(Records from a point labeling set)
┄┄┄┄┄┄┄┄┄┄

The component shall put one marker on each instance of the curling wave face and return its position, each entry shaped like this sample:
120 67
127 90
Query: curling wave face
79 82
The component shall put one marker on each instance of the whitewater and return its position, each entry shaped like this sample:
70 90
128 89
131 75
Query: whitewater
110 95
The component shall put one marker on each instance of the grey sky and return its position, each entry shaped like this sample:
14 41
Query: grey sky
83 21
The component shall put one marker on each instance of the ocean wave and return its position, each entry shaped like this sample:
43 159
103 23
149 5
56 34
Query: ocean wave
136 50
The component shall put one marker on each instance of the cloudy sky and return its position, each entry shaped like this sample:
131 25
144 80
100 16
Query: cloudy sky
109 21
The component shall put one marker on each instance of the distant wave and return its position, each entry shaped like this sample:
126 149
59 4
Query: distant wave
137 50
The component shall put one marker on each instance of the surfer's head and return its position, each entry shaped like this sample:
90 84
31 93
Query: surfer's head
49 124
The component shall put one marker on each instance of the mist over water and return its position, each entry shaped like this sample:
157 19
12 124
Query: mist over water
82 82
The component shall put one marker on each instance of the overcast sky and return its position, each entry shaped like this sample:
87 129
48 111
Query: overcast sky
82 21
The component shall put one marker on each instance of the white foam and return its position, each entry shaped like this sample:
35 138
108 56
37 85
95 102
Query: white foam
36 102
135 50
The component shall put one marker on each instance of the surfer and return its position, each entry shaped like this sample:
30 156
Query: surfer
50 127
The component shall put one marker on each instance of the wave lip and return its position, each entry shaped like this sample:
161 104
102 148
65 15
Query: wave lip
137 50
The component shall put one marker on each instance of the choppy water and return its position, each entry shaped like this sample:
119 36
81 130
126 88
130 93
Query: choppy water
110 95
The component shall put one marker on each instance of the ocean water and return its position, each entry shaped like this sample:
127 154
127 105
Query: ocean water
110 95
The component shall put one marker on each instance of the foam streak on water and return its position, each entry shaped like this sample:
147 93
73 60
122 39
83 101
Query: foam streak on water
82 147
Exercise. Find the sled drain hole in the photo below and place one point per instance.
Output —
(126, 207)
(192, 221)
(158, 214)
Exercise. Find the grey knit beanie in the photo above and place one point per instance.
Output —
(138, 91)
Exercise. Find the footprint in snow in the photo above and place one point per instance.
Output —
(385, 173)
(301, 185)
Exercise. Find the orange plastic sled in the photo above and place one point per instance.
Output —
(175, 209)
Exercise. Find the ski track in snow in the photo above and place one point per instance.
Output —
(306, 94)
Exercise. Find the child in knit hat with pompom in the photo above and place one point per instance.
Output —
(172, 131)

┄┄┄┄┄┄┄┄┄┄

Copy exactly the lines of the listing above, beginning at the line with "of the choppy" and ending at its final line; write out nothing else.

■ Result for this exercise ■
The component shall put one marker on each instance of the choppy water and return its position, each entry shaped like this sample:
119 36
81 130
126 88
130 93
Query: choppy water
110 95
The component shall put one marker on each instance of the ocean water and return its position, each entry shaped like this sample:
127 154
127 105
Query: ocean water
110 95
The component shall put one marker on each instance of the foam streak on water and return its position, each entry shaped like this sample:
147 93
73 60
122 39
83 101
Query: foam streak on water
82 147
Exercise. Find the sled drain hole in the photo below and place one point per instance.
Output —
(126, 207)
(192, 221)
(158, 214)
Exercise. Find the grey knit beanie in the photo above and place one point per instance.
Output —
(138, 91)
Exercise. Find the footprint in snow in the photo above and place one point per instance.
Output —
(385, 173)
(301, 185)
Exercise. Find the orange plastic sled in the photo above and place one point per instance.
Output —
(175, 209)
Exercise. Find the ski track in snow in the photo above and place one point per instance.
Output —
(306, 94)
Exercise. Find the child in knit hat with pompom in the photo above and place one point per instance.
Output —
(172, 131)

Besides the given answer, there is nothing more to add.